Start of Data for this task

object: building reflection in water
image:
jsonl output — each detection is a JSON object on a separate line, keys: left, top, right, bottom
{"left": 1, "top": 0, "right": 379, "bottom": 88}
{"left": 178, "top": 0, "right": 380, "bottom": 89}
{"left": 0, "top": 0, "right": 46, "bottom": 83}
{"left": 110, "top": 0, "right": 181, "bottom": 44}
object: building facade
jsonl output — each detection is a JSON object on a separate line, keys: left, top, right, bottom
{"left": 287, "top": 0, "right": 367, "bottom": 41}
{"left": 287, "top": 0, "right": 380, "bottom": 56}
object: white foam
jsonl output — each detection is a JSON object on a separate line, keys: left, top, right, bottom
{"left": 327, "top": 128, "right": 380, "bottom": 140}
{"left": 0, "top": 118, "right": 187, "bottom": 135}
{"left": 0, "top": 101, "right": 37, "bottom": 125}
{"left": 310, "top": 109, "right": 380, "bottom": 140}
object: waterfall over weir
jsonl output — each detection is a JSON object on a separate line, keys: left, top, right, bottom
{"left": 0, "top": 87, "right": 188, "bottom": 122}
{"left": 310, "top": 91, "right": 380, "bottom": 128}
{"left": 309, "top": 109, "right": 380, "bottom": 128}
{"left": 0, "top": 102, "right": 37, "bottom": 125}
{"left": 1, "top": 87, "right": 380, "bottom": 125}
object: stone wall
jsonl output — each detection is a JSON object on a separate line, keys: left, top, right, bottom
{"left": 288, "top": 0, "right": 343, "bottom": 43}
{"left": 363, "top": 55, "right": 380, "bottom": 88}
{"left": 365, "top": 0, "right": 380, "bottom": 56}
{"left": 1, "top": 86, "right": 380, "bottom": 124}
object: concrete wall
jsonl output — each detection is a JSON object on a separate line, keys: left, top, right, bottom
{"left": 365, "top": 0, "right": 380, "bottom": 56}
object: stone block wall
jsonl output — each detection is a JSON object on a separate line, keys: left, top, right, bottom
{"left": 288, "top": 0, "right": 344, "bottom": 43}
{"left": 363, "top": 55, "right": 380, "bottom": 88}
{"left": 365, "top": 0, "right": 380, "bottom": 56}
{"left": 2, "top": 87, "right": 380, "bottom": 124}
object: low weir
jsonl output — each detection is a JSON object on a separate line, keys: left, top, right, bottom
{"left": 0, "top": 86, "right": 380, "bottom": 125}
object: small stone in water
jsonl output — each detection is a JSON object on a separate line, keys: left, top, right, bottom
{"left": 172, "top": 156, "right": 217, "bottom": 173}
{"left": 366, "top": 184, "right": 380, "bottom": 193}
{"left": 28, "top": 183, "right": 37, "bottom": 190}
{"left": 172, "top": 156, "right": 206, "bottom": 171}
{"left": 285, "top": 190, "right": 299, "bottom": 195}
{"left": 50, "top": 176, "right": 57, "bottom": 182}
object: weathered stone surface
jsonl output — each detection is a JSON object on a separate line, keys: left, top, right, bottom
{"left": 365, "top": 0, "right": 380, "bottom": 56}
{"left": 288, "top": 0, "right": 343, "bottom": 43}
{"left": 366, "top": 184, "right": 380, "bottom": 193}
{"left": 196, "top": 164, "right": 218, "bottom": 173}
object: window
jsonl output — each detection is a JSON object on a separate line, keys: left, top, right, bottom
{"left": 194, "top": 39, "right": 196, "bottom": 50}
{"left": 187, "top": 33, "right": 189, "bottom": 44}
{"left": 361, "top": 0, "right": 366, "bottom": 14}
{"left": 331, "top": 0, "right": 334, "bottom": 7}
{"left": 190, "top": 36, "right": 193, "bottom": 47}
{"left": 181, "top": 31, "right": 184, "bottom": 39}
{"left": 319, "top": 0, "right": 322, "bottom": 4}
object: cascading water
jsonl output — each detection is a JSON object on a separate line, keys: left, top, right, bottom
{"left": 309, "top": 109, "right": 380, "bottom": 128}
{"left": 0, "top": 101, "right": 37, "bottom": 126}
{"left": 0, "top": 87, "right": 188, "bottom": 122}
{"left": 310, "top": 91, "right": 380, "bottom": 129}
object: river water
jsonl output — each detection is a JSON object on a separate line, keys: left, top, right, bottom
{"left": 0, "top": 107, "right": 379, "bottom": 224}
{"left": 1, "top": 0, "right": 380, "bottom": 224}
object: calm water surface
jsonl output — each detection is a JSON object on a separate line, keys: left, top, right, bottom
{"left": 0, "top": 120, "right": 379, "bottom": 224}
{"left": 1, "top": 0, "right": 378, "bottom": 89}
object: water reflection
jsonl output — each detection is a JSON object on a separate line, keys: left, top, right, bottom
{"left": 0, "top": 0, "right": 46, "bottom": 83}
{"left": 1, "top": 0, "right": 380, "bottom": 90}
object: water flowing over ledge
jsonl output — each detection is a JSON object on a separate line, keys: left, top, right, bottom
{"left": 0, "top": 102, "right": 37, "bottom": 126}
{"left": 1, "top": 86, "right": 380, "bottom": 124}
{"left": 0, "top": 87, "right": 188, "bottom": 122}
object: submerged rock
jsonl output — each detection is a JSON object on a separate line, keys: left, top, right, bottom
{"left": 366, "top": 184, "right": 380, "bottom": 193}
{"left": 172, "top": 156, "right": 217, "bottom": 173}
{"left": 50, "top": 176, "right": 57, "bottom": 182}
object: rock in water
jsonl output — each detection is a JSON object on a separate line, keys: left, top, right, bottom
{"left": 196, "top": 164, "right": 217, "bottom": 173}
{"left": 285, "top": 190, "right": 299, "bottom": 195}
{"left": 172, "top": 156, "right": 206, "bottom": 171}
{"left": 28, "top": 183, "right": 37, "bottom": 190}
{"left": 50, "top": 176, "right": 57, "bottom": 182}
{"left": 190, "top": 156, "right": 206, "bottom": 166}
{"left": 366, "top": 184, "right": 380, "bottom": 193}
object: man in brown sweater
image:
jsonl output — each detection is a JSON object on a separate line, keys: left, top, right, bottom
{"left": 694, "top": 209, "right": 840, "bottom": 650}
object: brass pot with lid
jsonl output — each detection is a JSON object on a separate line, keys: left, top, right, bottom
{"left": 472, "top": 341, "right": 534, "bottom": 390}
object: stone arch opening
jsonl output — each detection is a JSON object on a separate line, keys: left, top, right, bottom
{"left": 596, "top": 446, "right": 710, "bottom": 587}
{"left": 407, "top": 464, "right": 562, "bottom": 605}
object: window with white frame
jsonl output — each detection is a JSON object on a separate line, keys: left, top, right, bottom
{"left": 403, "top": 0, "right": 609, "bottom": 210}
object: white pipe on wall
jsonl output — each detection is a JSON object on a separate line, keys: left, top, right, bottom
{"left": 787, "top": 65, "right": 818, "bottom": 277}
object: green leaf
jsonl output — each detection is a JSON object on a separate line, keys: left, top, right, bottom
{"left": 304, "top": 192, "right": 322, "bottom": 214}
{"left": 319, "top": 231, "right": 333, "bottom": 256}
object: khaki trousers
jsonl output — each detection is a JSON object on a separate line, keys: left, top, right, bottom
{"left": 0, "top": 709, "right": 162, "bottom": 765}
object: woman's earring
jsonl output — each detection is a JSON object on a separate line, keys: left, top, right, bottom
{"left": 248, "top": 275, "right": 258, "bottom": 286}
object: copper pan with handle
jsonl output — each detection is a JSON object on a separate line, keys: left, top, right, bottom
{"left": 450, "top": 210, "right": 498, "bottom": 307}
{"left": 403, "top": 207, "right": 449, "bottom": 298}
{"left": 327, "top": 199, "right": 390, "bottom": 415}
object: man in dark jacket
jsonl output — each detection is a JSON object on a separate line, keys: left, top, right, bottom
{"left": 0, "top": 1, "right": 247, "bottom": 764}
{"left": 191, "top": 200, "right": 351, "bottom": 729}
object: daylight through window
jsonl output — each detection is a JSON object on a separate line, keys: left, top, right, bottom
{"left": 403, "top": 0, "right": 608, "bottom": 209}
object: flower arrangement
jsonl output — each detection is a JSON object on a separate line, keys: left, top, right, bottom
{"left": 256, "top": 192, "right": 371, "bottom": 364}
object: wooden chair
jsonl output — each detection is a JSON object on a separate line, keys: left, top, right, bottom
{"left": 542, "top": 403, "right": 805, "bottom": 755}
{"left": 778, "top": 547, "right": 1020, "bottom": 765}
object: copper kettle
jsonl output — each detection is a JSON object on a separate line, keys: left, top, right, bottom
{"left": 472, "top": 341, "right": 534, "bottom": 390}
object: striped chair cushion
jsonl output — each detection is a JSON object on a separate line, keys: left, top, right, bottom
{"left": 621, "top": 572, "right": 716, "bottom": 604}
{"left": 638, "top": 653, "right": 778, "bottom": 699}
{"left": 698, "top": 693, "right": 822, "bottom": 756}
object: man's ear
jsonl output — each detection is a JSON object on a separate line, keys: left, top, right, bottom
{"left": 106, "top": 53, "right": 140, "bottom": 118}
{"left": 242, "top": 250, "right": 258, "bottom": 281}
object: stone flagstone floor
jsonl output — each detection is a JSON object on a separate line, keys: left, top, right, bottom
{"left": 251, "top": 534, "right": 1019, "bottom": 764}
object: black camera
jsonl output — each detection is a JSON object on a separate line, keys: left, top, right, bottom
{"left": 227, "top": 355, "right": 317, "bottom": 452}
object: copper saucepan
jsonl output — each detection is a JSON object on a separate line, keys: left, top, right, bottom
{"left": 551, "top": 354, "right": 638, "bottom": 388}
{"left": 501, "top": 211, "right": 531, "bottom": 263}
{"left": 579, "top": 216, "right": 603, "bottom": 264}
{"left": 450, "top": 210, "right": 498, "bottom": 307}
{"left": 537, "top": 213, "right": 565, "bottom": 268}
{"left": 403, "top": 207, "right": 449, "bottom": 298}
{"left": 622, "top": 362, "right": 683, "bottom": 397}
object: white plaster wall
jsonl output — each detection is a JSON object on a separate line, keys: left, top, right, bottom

End of Data for this task

What to do
Word for word, set down the lines from the beginning of the records through the line that holds "object: stone wall". Leave out the rest.

Exercise answer
object: building reflection in water
image:
jsonl output — each detection is a JSON object on a separate line, keys: left, top, right, bottom
{"left": 1, "top": 0, "right": 379, "bottom": 88}
{"left": 178, "top": 0, "right": 380, "bottom": 89}
{"left": 0, "top": 0, "right": 46, "bottom": 83}
{"left": 110, "top": 0, "right": 181, "bottom": 44}
object: building facade
jsonl output — each detection is a JSON object on a separate line, keys: left, top, right, bottom
{"left": 287, "top": 0, "right": 367, "bottom": 41}
{"left": 287, "top": 0, "right": 380, "bottom": 56}
object: white foam
jsonl output — each detection is a JSON object on a separate line, keys: left, top, right, bottom
{"left": 327, "top": 128, "right": 380, "bottom": 140}
{"left": 0, "top": 118, "right": 187, "bottom": 135}
{"left": 0, "top": 101, "right": 37, "bottom": 125}
{"left": 310, "top": 109, "right": 380, "bottom": 140}
object: waterfall over weir
jsonl output — each detection is a JSON object on a separate line, keys: left, top, right, bottom
{"left": 0, "top": 87, "right": 188, "bottom": 122}
{"left": 310, "top": 91, "right": 380, "bottom": 128}
{"left": 309, "top": 109, "right": 380, "bottom": 128}
{"left": 0, "top": 102, "right": 37, "bottom": 125}
{"left": 1, "top": 87, "right": 380, "bottom": 125}
object: stone wall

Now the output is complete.